Data supplied:
◇ ◇ ◇ ◇ ◇ ◇ ◇

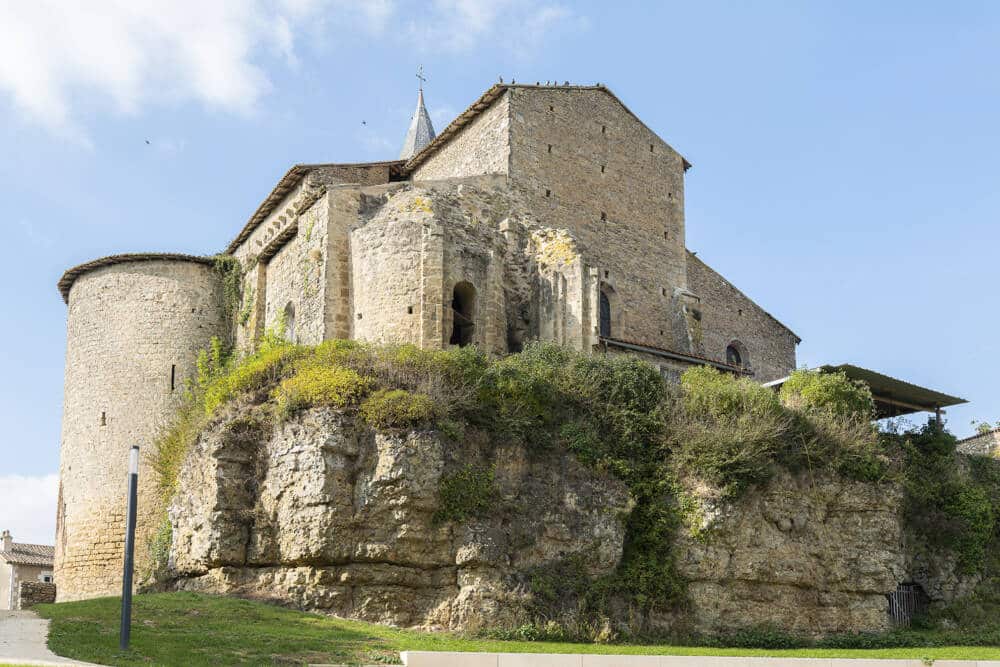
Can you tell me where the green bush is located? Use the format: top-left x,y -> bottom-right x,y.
361,389 -> 441,429
896,419 -> 1000,574
434,465 -> 497,523
681,366 -> 782,419
274,364 -> 373,416
204,340 -> 308,415
781,370 -> 875,420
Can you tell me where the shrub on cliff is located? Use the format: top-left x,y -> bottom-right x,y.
360,389 -> 441,429
273,360 -> 373,416
668,366 -> 890,498
781,369 -> 875,420
434,465 -> 497,522
900,419 -> 1000,574
203,340 -> 306,415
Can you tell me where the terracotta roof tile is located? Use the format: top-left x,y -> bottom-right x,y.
0,542 -> 55,567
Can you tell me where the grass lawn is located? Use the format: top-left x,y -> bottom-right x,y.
35,593 -> 1000,667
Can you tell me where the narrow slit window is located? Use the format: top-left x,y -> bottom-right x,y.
448,281 -> 476,347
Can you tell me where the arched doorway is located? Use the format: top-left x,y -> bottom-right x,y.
726,340 -> 750,368
448,281 -> 476,347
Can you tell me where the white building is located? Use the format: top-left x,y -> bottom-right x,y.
0,530 -> 55,609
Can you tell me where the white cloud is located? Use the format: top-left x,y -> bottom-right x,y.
0,0 -> 382,141
0,475 -> 59,544
409,0 -> 585,56
0,0 -> 585,144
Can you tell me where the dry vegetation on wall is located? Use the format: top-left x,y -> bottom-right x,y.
151,334 -> 1000,643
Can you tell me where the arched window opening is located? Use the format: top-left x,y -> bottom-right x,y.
726,340 -> 750,368
591,291 -> 611,338
448,281 -> 476,347
283,301 -> 296,343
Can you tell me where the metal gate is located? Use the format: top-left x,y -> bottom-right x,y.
886,582 -> 929,628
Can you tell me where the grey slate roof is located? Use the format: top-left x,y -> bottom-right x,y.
0,542 -> 55,567
399,88 -> 436,160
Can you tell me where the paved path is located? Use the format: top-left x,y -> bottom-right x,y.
0,611 -> 100,665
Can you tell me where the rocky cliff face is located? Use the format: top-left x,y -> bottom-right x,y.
677,473 -> 906,634
162,406 -> 978,635
169,408 -> 630,629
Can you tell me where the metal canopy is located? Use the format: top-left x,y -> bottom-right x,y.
765,364 -> 968,419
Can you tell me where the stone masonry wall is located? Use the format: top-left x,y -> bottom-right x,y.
55,260 -> 224,601
510,87 -> 687,350
17,581 -> 56,609
412,95 -> 510,181
350,189 -> 430,345
264,197 -> 328,345
687,253 -> 798,382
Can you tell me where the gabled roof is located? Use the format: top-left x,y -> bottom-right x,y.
226,160 -> 404,254
399,88 -> 434,160
403,83 -> 691,174
685,248 -> 802,345
0,542 -> 55,567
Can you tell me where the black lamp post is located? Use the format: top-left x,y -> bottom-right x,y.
118,445 -> 139,651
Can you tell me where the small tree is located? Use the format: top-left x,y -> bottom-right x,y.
781,369 -> 875,419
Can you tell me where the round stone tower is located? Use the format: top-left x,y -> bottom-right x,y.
55,254 -> 225,602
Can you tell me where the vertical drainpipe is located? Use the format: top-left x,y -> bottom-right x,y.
7,563 -> 14,611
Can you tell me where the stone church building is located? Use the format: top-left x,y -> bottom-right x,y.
55,83 -> 799,600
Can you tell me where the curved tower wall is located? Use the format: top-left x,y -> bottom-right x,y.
55,259 -> 225,602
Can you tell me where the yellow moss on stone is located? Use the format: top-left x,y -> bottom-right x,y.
533,229 -> 580,267
403,196 -> 434,213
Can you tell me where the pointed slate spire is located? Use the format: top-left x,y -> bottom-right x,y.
399,68 -> 435,160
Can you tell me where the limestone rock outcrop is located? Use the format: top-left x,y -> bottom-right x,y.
676,472 -> 906,634
169,408 -> 631,629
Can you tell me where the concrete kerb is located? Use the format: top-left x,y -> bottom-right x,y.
400,651 -> 1000,667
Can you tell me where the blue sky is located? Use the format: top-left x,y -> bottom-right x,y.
0,0 -> 1000,541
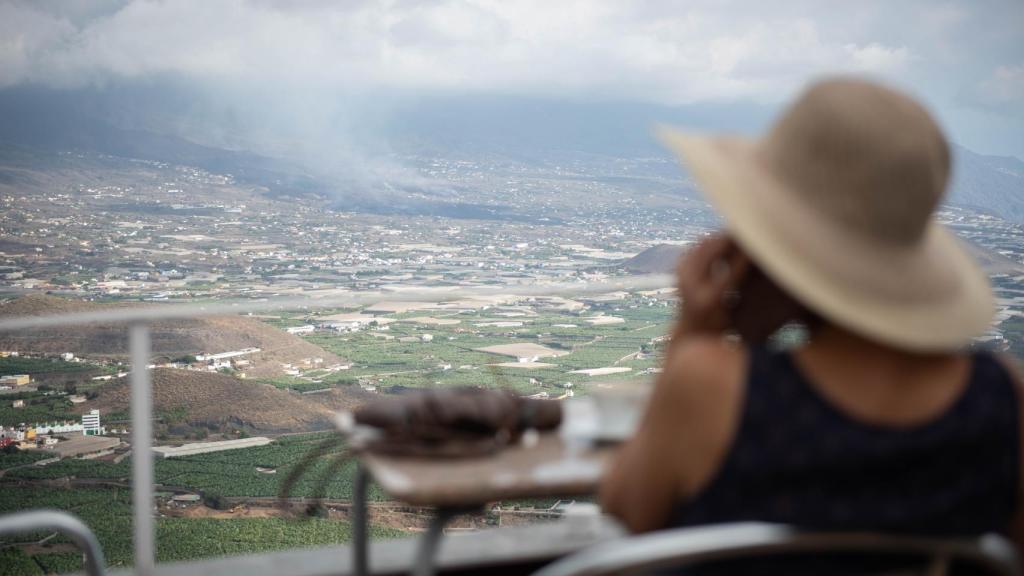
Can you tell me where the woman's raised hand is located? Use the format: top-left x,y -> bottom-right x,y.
673,233 -> 751,339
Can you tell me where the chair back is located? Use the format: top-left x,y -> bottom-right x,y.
534,523 -> 1021,576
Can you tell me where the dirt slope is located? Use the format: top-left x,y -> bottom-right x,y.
76,368 -> 377,433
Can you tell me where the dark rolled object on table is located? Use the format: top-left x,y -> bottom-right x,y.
353,387 -> 562,456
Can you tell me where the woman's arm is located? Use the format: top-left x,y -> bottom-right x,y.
997,356 -> 1024,560
600,338 -> 746,532
600,234 -> 750,532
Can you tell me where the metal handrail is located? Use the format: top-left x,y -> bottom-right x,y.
534,523 -> 1021,576
0,510 -> 106,576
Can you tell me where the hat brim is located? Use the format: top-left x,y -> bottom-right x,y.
657,127 -> 994,352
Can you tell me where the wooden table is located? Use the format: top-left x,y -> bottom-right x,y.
352,433 -> 614,576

◇ ◇ ◇ ◇ ◇ ◇ ◇

Stated problem: Please convert all of the data above into a two-column CSV with the headers "query" and "result". Each request gets one row, with its text in one quoted field and its answer in another, line breaks replaced by spaces, and the pictures left out.

Response to this task:
query,result
"Can you tell me where the green bush is located? Use the format: top-left x,y -> bottom-right x,y.","361,389 -> 441,429 896,419 -> 1000,574 434,465 -> 497,523 681,366 -> 782,419 274,364 -> 373,416 204,340 -> 308,415 781,370 -> 875,420"
"Can you tell me where the shrub on cliff is located? Use the format: top-left x,y -> bottom-right x,y.","360,389 -> 441,429 273,360 -> 373,416 668,366 -> 890,498 781,369 -> 875,420 434,465 -> 497,522 900,419 -> 1000,574 203,340 -> 306,415"
"Can you tell me where the terracotta roof tile is located? Use the format: top-left x,y -> bottom-right x,y.","0,542 -> 55,567"
"Can you tell me where the grass lawn is located? Use the format: top-left x,y -> bottom-right x,y.","35,593 -> 1000,667"
"Can you tell me where the narrow slit window is located? Use the format: top-left x,y -> bottom-right x,y.","448,281 -> 476,347"
"Can you tell me where the arched doorway is located? Use the format: top-left x,y -> bottom-right x,y.","726,340 -> 750,368 448,281 -> 476,347"
"Can you tell me where the white building is located? Use the format: top-left x,y -> bottom-right x,y.","0,530 -> 55,609"
"Can you tell me where the white cloud is located? Use the format: top-left x,y -> bottom-right x,y.","0,0 -> 382,141 0,475 -> 59,544 409,0 -> 585,56 0,0 -> 585,144"
"Can you tell me where the dry vegetation on wall is located? Use the format: top-left x,y -> bottom-right x,y.","151,334 -> 1000,643"
"Can you tell me where the arched window opening is located? Use the format: top-left x,y -> bottom-right x,y.","726,340 -> 750,368 591,291 -> 611,338 448,281 -> 476,347 283,301 -> 296,343"
"Can you tell me where the metal gate is located? Use the format: top-left x,y -> bottom-right x,y.","886,582 -> 929,628"
"Can you tell me where the grey slate roof is located? Use the format: top-left x,y -> bottom-right x,y.","0,542 -> 55,567 399,88 -> 436,160"
"Can you tell me where the paved path is located? Use the format: top-left x,y -> bottom-right x,y.","0,611 -> 100,665"
"Can you tell me where the rocky cliff face is located? Use the format: top-left x,y -> bottom-right x,y.","677,473 -> 906,634 162,406 -> 978,635 169,408 -> 630,629"
"Can you tell me where the metal canopy is located? Use the format: top-left x,y -> bottom-right x,y.","765,364 -> 968,419"
"Can you tell me where the stone masonry wall is located? Use the format: top-left x,y -> bottom-right x,y.","55,260 -> 224,601 510,87 -> 687,350 17,581 -> 56,609 412,95 -> 510,181 350,189 -> 430,345 264,197 -> 328,345 687,253 -> 798,382"
"Can you tell me where the gabled roof is located? Use the format: top-left x,y -> bottom-right x,y.","226,160 -> 404,254 399,88 -> 434,160 403,83 -> 691,174 685,248 -> 802,345 0,542 -> 55,567"
"Can you tell me where the black lamp post is located? Use the format: top-left x,y -> bottom-right x,y.","118,445 -> 139,651"
"Can you tell me where the small tree is located? Use the format: top-left x,y -> bottom-right x,y.","781,369 -> 875,419"
"Can you tell me where the round stone tower is located? Use the format: top-left x,y -> bottom-right x,y.","55,254 -> 225,602"
"Can you tell me where the vertical drainpipe is located? Use the format: top-left x,y -> bottom-right x,y.","7,563 -> 14,611"
"Can you tell me where the stone church building is located? Use the format: top-left x,y -> bottom-right x,y.","55,83 -> 799,600"
"Can you tell me where the curved tower wall is located? Use the format: top-left x,y -> bottom-right x,y.","55,259 -> 225,602"
"Can you tell me where the yellow moss on stone is located? Use the format: top-left x,y -> bottom-right x,y.","533,229 -> 580,267 403,196 -> 434,213"
"Can you tell me where the pointed slate spire is located? Use the format: top-left x,y -> bottom-right x,y.","399,68 -> 435,160"
"Can you tell me where the limestone rock outcrop is located? Use the format: top-left x,y -> bottom-right x,y.","676,472 -> 906,634 169,408 -> 631,629"
"Can you tell me where the concrete kerb is located? Use the format: top-left x,y -> bottom-right x,y.","400,651 -> 1000,667"
"Can you tell me where the blue sky is located? Use the format: top-left x,y -> bottom-right x,y.","0,0 -> 1000,541"
"Can you tell me where the woman's raised hand is located? Use the format: top-left x,y -> bottom-right x,y.","673,233 -> 751,339"
"Can you tell me where the chair back is located? Use the format: top-left x,y -> bottom-right x,y.","534,523 -> 1021,576"
"Can you tell me where the dirt slope is located? Use the format: top-left x,y -> bottom-right x,y.","76,368 -> 377,433"
"Can you tell me where the dark rolled object on table is located? Use the format: top-left x,y -> bottom-right x,y.","353,387 -> 562,456"
"Can you tell me where the woman's arm is located? Use the format: top-left x,y -> bottom-right x,y.","997,356 -> 1024,560 600,338 -> 746,532 600,234 -> 750,532"
"Can you tell me where the metal handrail is located? Use the format: top-left x,y -> bottom-right x,y.","534,523 -> 1021,576 0,510 -> 106,576"
"Can you tell me where the hat brim is located? Use the format: top-left x,y -> bottom-right x,y.","657,127 -> 994,352"
"Can you tell me where the wooden table is located? Use the format: top-left x,y -> bottom-right x,y.","352,433 -> 614,576"